━━━━━ Data records ━━━━━
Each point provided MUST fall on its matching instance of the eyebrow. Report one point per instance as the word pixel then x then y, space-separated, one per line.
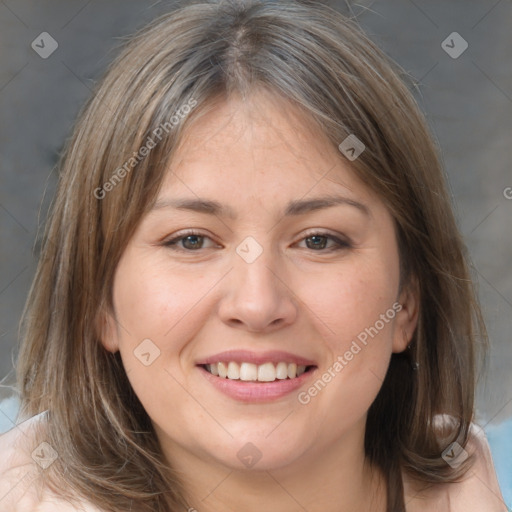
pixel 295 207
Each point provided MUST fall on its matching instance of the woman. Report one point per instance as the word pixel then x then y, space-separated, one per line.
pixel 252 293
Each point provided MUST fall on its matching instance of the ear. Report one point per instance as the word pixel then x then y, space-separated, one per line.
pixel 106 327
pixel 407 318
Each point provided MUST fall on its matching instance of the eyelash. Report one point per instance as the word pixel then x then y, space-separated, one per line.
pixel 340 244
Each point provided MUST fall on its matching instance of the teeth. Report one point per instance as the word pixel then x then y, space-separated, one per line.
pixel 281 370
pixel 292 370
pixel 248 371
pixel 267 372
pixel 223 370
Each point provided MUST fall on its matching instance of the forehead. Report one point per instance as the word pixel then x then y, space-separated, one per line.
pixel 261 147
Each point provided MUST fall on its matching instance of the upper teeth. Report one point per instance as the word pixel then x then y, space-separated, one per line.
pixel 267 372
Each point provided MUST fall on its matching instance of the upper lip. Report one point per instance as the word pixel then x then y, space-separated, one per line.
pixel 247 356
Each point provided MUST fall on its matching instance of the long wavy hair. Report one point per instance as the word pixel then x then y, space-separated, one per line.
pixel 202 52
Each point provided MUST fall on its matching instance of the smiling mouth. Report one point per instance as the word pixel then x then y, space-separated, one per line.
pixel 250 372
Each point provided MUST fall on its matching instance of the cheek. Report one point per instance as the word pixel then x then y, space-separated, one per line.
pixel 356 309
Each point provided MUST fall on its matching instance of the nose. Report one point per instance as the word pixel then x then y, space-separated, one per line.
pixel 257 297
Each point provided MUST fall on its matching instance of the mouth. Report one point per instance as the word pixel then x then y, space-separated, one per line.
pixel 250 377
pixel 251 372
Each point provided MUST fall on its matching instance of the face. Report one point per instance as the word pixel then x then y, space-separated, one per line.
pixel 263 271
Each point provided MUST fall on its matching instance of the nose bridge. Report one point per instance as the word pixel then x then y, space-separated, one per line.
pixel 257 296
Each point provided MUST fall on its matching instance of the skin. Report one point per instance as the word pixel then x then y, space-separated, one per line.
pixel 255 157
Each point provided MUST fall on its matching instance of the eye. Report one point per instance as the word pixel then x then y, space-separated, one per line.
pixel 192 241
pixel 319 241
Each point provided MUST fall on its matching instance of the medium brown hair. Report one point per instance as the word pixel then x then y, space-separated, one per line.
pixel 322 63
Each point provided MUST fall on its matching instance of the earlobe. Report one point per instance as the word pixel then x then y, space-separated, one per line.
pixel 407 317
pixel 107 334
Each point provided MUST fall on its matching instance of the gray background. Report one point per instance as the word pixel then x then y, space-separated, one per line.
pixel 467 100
━━━━━
The request:
Add 134 to every x and y coordinate in the data from the line with "of the woman." up to and including the line with "pixel 252 293". Then write out every line in that range, changing nothing except those coordinates.

Answer to the exercise:
Each point provided MUST fall on its matching instance of the woman. Report one point per instance as the word pixel then x then y, space-separated, one per line.
pixel 386 427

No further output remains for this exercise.